──────── TEKS YANG DIBERIKAN ────────
Biasanya emosi merupakan reaksi terhadap rangsangan dari luar dan dalam diri individu. Sebagai contoh emosi gembira mendorong perubahan suasana hati seseorang, sehingga secara fisiologi terlihat tertawa, emosi sedih mendorong seseorang berperilaku menangis. emosi berkaitan dengan perubahan fisiologis dan berbagai pikiran. Jadi, emosi merupakan salah satu aspek penting dalam kehidupan manusia, karena emosi dapat merupakan motivator perilaku dalam arti meningkatkan, tapi juga dapat mengganggu perilaku intensional manusia jika tidak mampu mengarahkanya. (Prawitasari,1995).
Menurut Descrates, emosi terbagi atas : Desire (hasrat), hate (benci), Sorrow (sedih/duka), Wonder(heran), Love (cinta) dan Joy (kegembiraan). Sedangkan JB Watson mengemukakan tiga macam emosi, yaitu : fear(ketakutan), Rage (kemarahan), Love (cinta).
Daniel Goleman (2002 : 411) mengemukakan beberapa macam emosi yang tidak berbeda jauh dengan kedua tokoh di atas, yaitu :
a. Amarah : beringas, mengamuk, benci, jengkel, kesal hati
b. Kesedihan : pedih, sedih, muram, suram, melankolis, mengasihi diri, putus asa
c. Rasa takut : cemas, gugup, khawatir, was-was, perasaan takut sekali, waspada, tidak tenang, ngeri
d. Kenikmatan : bahagia, gembira, riang, puas, riang, senang, terhibur, bangga
e. Cinta : penerimaan, persahabatan, kepercayaan, kebaikan hati, rasa dekat, bakti, hormat,  dan kemesraan
f.  Terkejut : terkesiap, terkejut
g. Jengkel : hina, jijik, muak, mual, tidak suka
h. Malu : malu hati, kesal
Seperti yang telah diuraikan diatas, bahwa semua emosi menurut Goleman pada dasarnya adalah dorongan untuk bertindak. Jadi berbagai macam emosi itu mendorong individu untuk memberikan respon atau bertingkah laku terhadap stimulus yang ada.
──────── DATA YANG DITAMPILKAN ────────
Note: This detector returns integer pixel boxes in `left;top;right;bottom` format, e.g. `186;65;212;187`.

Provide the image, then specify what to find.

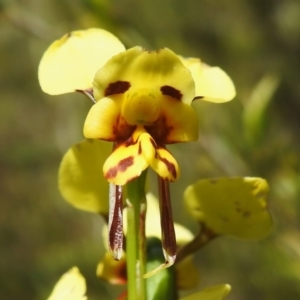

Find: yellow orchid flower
39;29;235;185
38;29;235;272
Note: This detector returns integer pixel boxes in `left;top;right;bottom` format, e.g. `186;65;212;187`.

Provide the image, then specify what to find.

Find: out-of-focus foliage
0;0;300;300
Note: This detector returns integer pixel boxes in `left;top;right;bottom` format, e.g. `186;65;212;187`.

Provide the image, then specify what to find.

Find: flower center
122;88;161;125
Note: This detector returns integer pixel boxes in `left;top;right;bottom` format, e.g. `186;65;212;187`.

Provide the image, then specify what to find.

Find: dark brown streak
160;85;182;101
109;185;123;260
158;176;177;256
105;156;134;179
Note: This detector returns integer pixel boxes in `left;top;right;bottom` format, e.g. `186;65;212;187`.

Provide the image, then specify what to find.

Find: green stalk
126;171;146;300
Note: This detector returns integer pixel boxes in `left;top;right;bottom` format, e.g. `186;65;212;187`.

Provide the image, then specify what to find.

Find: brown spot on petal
104;81;130;96
160;85;182;100
105;156;134;179
138;141;142;155
158;151;177;178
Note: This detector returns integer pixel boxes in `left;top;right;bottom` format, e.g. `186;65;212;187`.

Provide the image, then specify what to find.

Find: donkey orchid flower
39;29;235;265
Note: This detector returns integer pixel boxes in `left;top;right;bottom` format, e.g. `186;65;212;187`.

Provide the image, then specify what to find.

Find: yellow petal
184;177;273;240
181;284;231;300
38;28;125;95
94;47;195;104
48;267;87;300
83;95;135;141
103;131;155;185
150;148;180;181
182;58;236;103
59;140;112;215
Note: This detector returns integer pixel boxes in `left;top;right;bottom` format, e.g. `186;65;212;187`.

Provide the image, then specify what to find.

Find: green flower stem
126;171;146;300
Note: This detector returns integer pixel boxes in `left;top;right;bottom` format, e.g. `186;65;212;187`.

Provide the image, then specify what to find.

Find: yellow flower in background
39;29;235;185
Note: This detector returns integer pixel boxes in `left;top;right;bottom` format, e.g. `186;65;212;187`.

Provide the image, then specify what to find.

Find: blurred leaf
146;238;177;300
184;177;272;240
48;267;87;300
243;74;280;144
59;140;111;215
181;284;231;300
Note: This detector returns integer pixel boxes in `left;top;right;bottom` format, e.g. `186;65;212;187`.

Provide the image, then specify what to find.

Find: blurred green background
0;0;300;300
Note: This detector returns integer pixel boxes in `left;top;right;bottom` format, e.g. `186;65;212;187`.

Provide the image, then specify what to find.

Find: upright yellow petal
94;47;195;104
83;95;135;142
38;28;125;95
59;140;112;215
181;58;236;103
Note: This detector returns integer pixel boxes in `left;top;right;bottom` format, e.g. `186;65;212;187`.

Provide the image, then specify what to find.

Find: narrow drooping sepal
108;183;123;260
144;177;177;278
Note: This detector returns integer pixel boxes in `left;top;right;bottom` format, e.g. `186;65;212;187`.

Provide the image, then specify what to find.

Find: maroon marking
104;81;130;96
138;141;142;155
105;156;134;179
160;85;182;101
113;115;136;141
108;185;123;260
145;115;176;144
193;96;204;101
158;157;177;178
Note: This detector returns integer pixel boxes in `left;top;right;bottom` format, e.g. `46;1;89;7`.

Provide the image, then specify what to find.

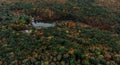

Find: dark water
32;22;56;28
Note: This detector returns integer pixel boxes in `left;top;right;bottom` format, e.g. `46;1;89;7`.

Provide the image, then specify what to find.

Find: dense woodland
0;0;120;65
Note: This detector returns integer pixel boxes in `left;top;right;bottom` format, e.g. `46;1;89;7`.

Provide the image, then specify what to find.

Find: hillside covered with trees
0;0;120;65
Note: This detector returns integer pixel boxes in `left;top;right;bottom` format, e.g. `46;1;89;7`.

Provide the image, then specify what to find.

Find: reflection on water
32;22;55;28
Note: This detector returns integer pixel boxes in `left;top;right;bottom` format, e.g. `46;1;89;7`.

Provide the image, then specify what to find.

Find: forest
0;0;120;65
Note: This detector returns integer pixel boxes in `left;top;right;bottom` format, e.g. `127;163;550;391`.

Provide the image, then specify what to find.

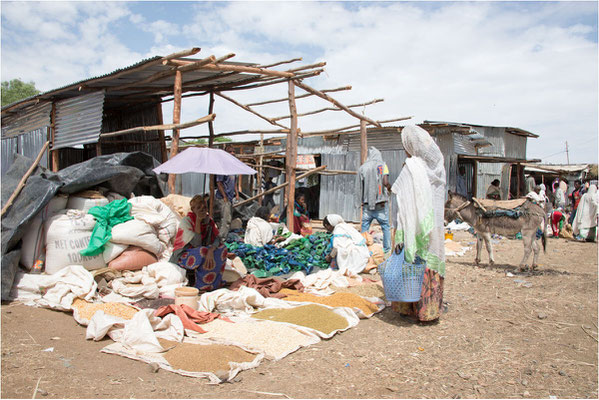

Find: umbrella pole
208;92;216;217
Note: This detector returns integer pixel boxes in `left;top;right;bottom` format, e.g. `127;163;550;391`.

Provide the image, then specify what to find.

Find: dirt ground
────────
- [DAFTAR TUGAS]:
a – Ubah paragraf dalam teks tentang emosi yang diawali dengan "Biasanya emosi merupakan reaksi" menjadi daftar poin yang lebih ringkas. Pertahankan fakta-fakta utamanya.
b – Lanjutkan teks tentang emosi mulai setelah kalimat terakhirnya.

- [JAWABAN PER TUGAS]:
a –
- Emosi biasanya merupakan reaksi terhadap rangsangan dari luar dan dari dalam diri individu.
- Contohnya, emosi gembira membuat seseorang tertawa, sedangkan emosi sedih membuat seseorang menangis.
- Emosi berkaitan dengan perubahan fisiologis dan berbagai pikiran.
- Emosi merupakan aspek penting dalam kehidupan manusia karena dapat menjadi motivator yang meningkatkan perilaku.
- Emosi juga dapat mengganggu perilaku intensional jika seseorang tidak mampu mengarahkannya.
- Sumber: Prawitasari (1995).

b –
Kecerdasan Emosional
Menurut Goleman (2002 : 512), kecerdasan emosional adalah kemampuan seseorang mengatur kehidupan emosinya dengan inteligensi (to manage our emotional life with intelligence); menjaga keselarasan emosi dan pengungkapannya (the appropriateness of emotion and its expression) melalui keterampilan kesadaran diri, pengendalian diri, motivasi diri, empati dan keterampilan sosial.
Gardner dalam bukunya yang berjudul Frame Of Mind(Goleman, 2000 : 50-53) mengatakan bahwa bukan hanya satu jenis kecerdasan yang monolitik yang penting untuk meraih sukses dalam kehidupan, melainkan ada spektrum kecerdasan yang lebar dengan tujuh varietas utama yaitu linguistik, matematika/logika, spasial, kinestetik, musik, interpersonal dan intrapersonal. Kecerdasan ini dinamakan oleh Gardner sebagai kecerdasan pribadi yang oleh Daniel Goleman disebut  sebagai kecerdasan emosional.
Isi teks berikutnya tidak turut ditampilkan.